Maybe they are doing what you say but time shifting (delaying) when they pull things out to help ease the crunch?


----------



## Ty1on (Jul 19, 2021)

garyk01 said:


> All these increases are just profit as RCI and II are run by the same family.



Source?


----------



## krj9999 (Jul 27, 2021)

I also look at it from the perspective if I have a low TPU deposit (or deposit credit) that is nearing expiration - it may give an avenue to use up without having to pay to extend or combine.


----------



## wrxdoug (Aug 9, 2021)

tschwa2 said:


> right now it seems like the 3 and 5 night inventory at hotels still have a $249 exchange fee but the 7 night hotel inventory has that $599 exchange plus fee.


No there are some Nov., Dec., bookings in Naples Florida for 3 or 5 night stays for $599


----------



## tschwa2 (Aug 9, 2021)

## Requirements
1. Write out the forum thread on exchange fees word for word, from start to finish.
2. Convert the lines of the records below into a numbered list, starting with the line containing "collar using the picture above." and continuing through the last line of the records, omitting any blank lines.

## Records for processing
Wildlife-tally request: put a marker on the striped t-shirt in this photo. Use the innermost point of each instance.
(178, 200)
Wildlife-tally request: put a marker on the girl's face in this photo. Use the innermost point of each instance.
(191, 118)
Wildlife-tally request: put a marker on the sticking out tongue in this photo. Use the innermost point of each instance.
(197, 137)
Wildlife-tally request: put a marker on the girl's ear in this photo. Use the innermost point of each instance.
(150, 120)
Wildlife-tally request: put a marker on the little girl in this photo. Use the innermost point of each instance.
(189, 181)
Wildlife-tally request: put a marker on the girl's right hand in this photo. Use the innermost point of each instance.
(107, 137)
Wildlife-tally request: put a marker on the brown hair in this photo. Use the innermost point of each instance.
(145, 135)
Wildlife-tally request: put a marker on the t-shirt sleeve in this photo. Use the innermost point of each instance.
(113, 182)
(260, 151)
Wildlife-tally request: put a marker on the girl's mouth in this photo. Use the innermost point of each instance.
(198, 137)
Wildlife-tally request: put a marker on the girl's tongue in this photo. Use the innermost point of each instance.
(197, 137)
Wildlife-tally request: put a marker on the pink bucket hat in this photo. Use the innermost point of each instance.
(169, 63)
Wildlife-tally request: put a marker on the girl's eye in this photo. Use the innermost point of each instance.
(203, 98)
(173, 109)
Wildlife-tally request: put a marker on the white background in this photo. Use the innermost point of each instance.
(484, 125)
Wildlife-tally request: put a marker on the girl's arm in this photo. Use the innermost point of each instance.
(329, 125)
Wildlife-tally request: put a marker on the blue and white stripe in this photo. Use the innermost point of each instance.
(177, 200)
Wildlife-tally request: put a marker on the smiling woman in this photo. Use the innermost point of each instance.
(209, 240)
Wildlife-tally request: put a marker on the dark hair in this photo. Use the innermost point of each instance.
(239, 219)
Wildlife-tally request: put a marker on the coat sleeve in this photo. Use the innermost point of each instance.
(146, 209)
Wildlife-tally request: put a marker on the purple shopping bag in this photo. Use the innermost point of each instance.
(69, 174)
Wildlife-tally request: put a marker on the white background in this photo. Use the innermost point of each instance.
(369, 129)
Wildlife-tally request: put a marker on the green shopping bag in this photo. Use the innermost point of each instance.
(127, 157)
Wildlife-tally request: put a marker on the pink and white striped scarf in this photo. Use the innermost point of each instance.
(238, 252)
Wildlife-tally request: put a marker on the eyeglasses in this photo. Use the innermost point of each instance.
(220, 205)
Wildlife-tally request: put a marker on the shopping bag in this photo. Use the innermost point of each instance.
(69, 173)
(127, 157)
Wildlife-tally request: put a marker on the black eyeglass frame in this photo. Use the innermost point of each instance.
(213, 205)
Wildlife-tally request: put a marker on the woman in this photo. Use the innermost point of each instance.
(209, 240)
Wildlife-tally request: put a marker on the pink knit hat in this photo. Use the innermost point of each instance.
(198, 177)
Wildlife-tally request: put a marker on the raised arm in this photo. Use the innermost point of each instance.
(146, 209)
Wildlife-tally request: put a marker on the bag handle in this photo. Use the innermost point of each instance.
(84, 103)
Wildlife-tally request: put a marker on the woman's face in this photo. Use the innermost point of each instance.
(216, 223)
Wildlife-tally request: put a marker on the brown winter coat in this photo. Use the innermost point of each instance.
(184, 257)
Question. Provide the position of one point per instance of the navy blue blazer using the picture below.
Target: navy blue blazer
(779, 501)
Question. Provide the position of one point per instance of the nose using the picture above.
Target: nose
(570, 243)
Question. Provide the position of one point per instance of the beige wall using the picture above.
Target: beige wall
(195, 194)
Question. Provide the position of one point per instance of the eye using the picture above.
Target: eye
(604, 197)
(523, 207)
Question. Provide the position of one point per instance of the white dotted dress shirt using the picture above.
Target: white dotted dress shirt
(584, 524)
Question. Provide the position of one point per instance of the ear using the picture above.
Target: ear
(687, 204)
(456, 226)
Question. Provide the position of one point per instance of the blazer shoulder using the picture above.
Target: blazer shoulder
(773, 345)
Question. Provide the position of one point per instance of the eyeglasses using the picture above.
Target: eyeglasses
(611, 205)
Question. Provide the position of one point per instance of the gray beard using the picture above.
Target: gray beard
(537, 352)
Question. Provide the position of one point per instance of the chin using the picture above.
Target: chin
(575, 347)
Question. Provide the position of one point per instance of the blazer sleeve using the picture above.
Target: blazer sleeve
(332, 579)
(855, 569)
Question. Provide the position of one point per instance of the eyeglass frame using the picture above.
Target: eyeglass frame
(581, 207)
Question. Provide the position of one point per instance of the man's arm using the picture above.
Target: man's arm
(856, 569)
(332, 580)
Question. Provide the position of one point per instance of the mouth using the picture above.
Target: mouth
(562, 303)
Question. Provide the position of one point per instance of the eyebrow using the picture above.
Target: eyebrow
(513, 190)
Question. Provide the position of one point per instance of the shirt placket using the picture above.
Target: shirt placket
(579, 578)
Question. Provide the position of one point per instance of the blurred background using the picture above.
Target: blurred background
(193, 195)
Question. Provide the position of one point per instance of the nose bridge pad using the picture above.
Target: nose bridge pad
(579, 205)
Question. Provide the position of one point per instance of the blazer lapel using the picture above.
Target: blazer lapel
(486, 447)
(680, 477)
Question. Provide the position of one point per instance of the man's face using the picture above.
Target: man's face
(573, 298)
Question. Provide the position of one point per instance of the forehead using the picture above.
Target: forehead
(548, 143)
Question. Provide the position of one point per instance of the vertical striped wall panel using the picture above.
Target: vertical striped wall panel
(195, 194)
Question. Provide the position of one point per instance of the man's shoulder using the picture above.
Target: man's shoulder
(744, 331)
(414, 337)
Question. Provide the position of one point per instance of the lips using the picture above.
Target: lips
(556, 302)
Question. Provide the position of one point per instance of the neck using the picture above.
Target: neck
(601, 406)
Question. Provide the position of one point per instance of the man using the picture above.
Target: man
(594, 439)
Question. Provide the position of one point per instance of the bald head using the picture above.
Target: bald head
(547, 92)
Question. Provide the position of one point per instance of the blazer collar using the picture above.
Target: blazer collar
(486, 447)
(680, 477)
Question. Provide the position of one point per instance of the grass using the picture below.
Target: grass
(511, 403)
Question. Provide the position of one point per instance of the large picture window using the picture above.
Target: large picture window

## Set of answers
1.
Maybe they are doing what you say but time shifting (delaying) when they pull things out to help ease the crunch?


----------



## Ty1on (Jul 19, 2021)

garyk01 said:


> All these increases are just profit as RCI and II are run by the same family.



Source?


----------



## krj9999 (Jul 27, 2021)

I also look at it from the perspective if I have a low TPU deposit (or deposit credit) that is nearing expiration - it may give an avenue to use up without having to pay to extend or combine.


----------



## wrxdoug (Aug 9, 2021)

tschwa2 said:


> right now it seems like the 3 and 5 night inventory at hotels still have a $249 exchange fee but the 7 night hotel inventory has that $599 exchange plus fee.


No there are some Nov., Dec., bookings in Naples Florida for 3 or 5 night stays for $599


----------



## tschwa2 (Aug 9, 2021)

2.
1. Question. Provide the position of one point per instance of the blazer collar using the picture above.
2. Target: blazer collar
3. (486, 447)
4. (680, 477)
5. Question. Provide the position of one point per instance of the grass using the picture below.
6. Target: grass
7. (511, 403)
8. Question. Provide the position of one point per instance of the large picture window using the picture above.
9. Target: large picture window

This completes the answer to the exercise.